Records contained in a dataset:
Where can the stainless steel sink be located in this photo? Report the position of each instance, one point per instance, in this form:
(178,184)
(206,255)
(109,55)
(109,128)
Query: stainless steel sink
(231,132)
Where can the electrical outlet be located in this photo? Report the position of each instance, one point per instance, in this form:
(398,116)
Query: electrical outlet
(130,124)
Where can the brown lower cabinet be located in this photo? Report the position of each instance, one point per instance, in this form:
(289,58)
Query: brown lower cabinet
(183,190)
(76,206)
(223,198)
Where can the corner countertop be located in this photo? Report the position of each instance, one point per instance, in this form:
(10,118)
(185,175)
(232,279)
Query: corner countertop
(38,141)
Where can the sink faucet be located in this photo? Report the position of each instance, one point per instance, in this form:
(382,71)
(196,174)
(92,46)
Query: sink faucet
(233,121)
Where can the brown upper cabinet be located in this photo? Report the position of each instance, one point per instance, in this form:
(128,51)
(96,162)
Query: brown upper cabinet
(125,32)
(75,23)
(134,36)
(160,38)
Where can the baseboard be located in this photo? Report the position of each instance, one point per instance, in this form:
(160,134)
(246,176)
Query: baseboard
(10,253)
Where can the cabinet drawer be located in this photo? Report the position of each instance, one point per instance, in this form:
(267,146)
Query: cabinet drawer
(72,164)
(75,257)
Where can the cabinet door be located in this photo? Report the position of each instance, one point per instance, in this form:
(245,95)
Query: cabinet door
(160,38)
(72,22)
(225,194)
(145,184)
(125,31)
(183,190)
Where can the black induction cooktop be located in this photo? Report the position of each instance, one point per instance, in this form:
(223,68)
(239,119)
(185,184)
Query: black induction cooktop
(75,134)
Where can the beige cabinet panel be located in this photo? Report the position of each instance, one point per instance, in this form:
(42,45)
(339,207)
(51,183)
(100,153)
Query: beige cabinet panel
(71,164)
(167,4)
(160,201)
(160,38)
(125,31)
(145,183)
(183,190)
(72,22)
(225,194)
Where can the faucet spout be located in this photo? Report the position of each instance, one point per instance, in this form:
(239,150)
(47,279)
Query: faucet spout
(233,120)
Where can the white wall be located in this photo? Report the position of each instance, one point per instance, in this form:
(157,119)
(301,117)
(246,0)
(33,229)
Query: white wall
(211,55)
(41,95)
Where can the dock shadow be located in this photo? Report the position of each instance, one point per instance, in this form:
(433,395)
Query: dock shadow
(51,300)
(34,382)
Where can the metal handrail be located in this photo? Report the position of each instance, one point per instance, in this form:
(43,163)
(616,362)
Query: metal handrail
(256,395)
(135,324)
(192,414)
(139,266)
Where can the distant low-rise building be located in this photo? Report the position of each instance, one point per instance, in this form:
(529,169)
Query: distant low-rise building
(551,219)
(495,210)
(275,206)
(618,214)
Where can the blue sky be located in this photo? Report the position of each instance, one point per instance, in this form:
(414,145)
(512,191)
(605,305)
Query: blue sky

→ Task: Set all of the entries down again, exactly as they were given.

→ The completed task:
Where can the stainless steel sink be located in this photo? Report the position of each instance, one point per instance, in this form:
(178,184)
(206,255)
(109,55)
(109,128)
Query: stainless steel sink
(231,132)
Where can the electrical outlet be located in this photo? Report the position of each instance, one point per instance, in this form:
(398,116)
Query: electrical outlet
(130,124)
Where can the brown lower cabinet be located in this photo? Report the position of each instance, one point per instance, in this form:
(289,58)
Query: brown lower cabinet
(183,190)
(76,206)
(223,198)
Where can the corner countertop be located in this photo? Report the position of each instance, one point per instance, in this form:
(10,118)
(185,175)
(232,279)
Query: corner countertop
(38,141)
Where can the sink faucet be located in this photo? Report the position of each instance, one point per instance, in this form:
(382,71)
(196,174)
(92,46)
Query: sink faucet
(233,121)
Where can the brown upper cabinet be located in this photo? Report the position of each instance, one point per instance, in this form:
(128,51)
(96,162)
Query: brown upper cabinet
(125,32)
(75,23)
(134,36)
(160,38)
Where can the baseboard be located in this photo? Report the position of each instance, one point per instance, in this form:
(160,134)
(246,176)
Query: baseboard
(10,253)
Where can the cabinet drawer be located in this photo? Report the position of each instance, one point per instance, in this form:
(267,146)
Query: cabinet drawer
(72,164)
(75,257)
Where can the cabinet door be located in this photo? Report the position of each instance, one point per instance, in this form:
(245,95)
Query: cabinet door
(160,38)
(72,22)
(225,194)
(145,184)
(125,31)
(183,190)
Where can the black induction cooktop be located in this photo? Report the position of each instance, one point per instance, in this form:
(223,68)
(239,119)
(185,184)
Query: black induction cooktop
(75,134)
Where can the beige cabinet panel be located in this photo? Report the position of each instance, one point per instance, in this form:
(42,45)
(339,207)
(51,183)
(100,153)
Query: beige cabinet panel
(71,164)
(167,4)
(160,201)
(160,38)
(125,31)
(145,183)
(183,190)
(72,22)
(225,194)
Where can the faucet spout be located in this photo? Report the position of each instance, one point per instance, in this form:
(239,150)
(47,279)
Query: faucet spout
(233,120)
Where can the white wall be located in this photo? Report the position of each instance, one point per instance, in this form:
(157,119)
(301,117)
(246,0)
(33,229)
Query: white wall
(211,55)
(41,95)
Where can the dock shadow be located in this photo? Report the position of each instance, one point per instance, in this form:
(433,395)
Query: dock shadow
(51,300)
(34,382)
Where can the metal handrail be located in this photo? Report the position of each instance, one point per instance, in this form:
(43,163)
(616,362)
Query: metal handrail
(256,395)
(135,324)
(192,414)
(139,266)
Where can the distant low-rise building be located in this photo? Report the position of each instance, one point per instance, in this form:
(529,169)
Query: distant low-rise building
(551,219)
(495,210)
(275,206)
(618,214)
Where can the blue sky be located in this photo? Report the position of each instance, one point per instance, in this form:
(414,145)
(512,191)
(605,305)
Query: blue sky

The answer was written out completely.